Information shown:

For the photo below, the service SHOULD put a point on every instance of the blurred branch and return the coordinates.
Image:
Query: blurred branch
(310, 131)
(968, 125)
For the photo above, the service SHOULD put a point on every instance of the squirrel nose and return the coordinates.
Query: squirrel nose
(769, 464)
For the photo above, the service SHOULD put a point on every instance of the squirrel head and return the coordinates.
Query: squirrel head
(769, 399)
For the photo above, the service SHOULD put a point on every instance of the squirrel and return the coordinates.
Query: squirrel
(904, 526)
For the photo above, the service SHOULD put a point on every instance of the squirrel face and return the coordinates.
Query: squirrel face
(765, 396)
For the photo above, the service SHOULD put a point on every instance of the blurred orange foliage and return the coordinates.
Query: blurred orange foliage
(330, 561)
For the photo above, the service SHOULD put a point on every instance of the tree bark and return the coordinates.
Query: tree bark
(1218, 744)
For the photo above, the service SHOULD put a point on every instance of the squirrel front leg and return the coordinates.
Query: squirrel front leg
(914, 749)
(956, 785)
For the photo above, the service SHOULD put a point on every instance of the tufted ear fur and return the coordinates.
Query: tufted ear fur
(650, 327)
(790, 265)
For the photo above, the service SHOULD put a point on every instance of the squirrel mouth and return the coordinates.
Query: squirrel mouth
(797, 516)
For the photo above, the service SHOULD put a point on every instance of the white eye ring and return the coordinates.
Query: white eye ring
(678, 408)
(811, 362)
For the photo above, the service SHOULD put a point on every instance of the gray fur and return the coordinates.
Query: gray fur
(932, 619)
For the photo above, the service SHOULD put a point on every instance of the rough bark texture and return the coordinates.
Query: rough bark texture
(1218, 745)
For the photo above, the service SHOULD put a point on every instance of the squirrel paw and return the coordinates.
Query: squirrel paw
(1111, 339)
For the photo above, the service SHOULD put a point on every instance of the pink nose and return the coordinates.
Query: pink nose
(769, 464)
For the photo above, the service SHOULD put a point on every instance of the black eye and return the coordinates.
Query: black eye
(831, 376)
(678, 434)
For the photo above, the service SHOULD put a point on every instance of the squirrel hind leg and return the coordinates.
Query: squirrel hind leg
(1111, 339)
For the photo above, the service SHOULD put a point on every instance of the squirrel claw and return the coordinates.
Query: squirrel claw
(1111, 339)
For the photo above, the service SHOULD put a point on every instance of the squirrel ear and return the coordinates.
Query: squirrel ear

What is being asked: Reproduce every one of the records above, word for word.

Output for this task:
For the photo below, the service SHOULD put a point on every instance of the blurred branch and return the coordinates.
Image:
Query: blurred branch
(310, 131)
(968, 125)
For the photo above, the service SHOULD put a point on every instance of the squirrel nose and return the coordinates.
Query: squirrel nose
(769, 464)
For the photo above, the service SHOULD put a point on every instance of the squirrel head and return the coordinates.
Query: squirrel head
(769, 399)
For the photo above, the service SHOULD put a point on every instance of the squirrel and return the coordinates.
Query: squirrel
(904, 526)
For the photo above, the service SHOULD put a point on every instance of the squirrel face and return the coordinates.
Query: squirrel face
(765, 396)
For the photo above, the service SHOULD put a point on every instance of the blurred orange foliage and return the coordinates.
Query: blurred orange foliage
(330, 561)
For the photo above, the service SHOULD put a point on every instance of the tree bark and return the coordinates.
Query: tree bark
(1218, 744)
For the photo above, the service SHOULD put a point on every instance of the squirrel front leg and return the coordinates.
Query: squirrel front leg
(914, 749)
(956, 785)
For the photo above, the service SHOULD put a point on every instance of the tufted ear fur and return the coordinates.
Query: tufted ear fur
(650, 327)
(790, 265)
For the photo above, the service SHOULD put a point on every instance of the squirrel mouth and return the coordinates.
Query: squirrel mouth
(797, 516)
For the photo above, the service SHOULD put a point on every instance of the white eye ring and return the coordinates.
Query: white eye ring
(678, 408)
(811, 362)
For the photo above, the service SHOULD put a point on every instance of the gray fur and return the coordinates.
Query: gray fur
(932, 619)
For the photo above, the service SHOULD put a point on every instance of the rough bark texture and return the coordinates.
Query: rough bark texture
(1218, 745)
For the photo above, the service SHOULD put a point on every instance of the squirrel paw and return the coordinates.
Query: squirrel paw
(1111, 339)
For the photo above, the service SHOULD put a point on every instance of the pink nose and return the coordinates.
Query: pink nose
(769, 464)
For the photo above, the service SHOULD put a point on every instance of the black eye and return the coordinates.
Query: black eye
(831, 376)
(678, 434)
For the photo above, the service SHOULD put a point on every instance of the squirrel hind leg and return the coordinates.
Query: squirrel hind leg
(1111, 339)
For the photo above, the service SHOULD put a point on every instance of the squirrel claw and return the coordinates.
Query: squirrel claw
(1111, 339)
For the photo above, the service SHOULD put a point on every instance of the squirrel ear and return the coordinates.
Query: squirrel ear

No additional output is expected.